→ **Record excerpts**:
★ ★ ★ ★ ★ ★ ★
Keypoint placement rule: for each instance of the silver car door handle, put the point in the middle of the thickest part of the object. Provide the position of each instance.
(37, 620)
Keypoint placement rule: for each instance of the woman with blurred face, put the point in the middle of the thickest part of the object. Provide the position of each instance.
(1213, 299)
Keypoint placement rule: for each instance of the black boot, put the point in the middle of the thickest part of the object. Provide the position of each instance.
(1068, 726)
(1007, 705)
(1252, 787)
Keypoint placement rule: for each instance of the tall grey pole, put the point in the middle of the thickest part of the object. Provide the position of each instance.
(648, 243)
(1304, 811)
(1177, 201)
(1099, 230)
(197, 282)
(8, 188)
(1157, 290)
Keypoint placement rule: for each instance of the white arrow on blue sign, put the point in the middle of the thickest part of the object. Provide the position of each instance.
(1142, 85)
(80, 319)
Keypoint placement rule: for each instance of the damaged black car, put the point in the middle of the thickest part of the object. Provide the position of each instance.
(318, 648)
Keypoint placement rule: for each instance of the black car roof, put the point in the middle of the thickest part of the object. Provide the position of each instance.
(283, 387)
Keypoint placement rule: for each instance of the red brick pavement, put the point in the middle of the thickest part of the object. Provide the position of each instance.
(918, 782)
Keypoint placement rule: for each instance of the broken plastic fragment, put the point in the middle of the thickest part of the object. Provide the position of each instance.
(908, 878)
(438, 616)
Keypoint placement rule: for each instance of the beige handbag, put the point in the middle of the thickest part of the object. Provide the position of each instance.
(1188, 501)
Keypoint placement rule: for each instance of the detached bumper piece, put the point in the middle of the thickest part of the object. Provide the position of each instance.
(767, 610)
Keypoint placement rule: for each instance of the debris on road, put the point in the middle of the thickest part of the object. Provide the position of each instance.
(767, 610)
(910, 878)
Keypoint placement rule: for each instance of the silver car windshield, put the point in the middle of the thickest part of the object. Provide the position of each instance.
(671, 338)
★ ★ ★ ★ ★ ★ ★
Return the whole listing above line for line, with no changes.

Keypoint placement rule: for each instance of the silver car door handle, put the point in the middle of the thickest part of the object. Provide the position of each instance.
(37, 620)
Keypoint placement rule: for each instance of the woman with blurred face, put the point in the middle of the thickest part of the object. Provide the position of each instance.
(1213, 299)
Keypoint placement rule: for each instance of the black boot, put the point in the middle of the thickest part of the object. Provide the position of each instance.
(1068, 726)
(1007, 705)
(1252, 787)
Keypoint placement rule: for each instance of the tall grey pole, put the point in the middle of the thickest part of the object. Provide the position of each instance.
(648, 243)
(1304, 811)
(1177, 201)
(1099, 230)
(197, 282)
(8, 188)
(1157, 290)
Keypoint placement rule: for each instance of the white arrow on blue sign, put the point in the middle of the thickest part of the object. Provide the position of each instance.
(1142, 85)
(80, 319)
Keypoint placement rule: for each instance of the damaged black car, put the point in the middle of the thickest part of the object. Provide the position of each instance.
(318, 648)
Keypoint placement rule: for each instance of the black car roof, put the point in the middle of the thickest part of the object. Provide the position of each instance.
(283, 387)
Keypoint placement rule: for each instance of the red brick pavement, put the point in the middle of the thickest part of the object. Provide the position of each instance.
(918, 782)
Keypoint placement rule: for each instance of the broken plastic fragment, put the point in the middle of the thickest part of the object. Provide the position of each instance.
(908, 878)
(438, 616)
Keypoint placement rule: for each instance of the beige handbag, put the point in the middle of the thickest part of the object. Provide the position of each instance.
(1188, 501)
Keypoint placement rule: for each instance of the detached bumper piece, put the point in the middle of the thickest part of the object. Provide the position of each instance.
(767, 610)
Keypoint placement rule: for each instance of the debris on road, put the point in the middle of the thickest part of the object. Provide the position of each instance.
(767, 610)
(910, 878)
Keypoint placement rule: for each instance of the silver car windshield, put the point in the middle of the thickest part of the object. Provide the position of each instance.
(671, 338)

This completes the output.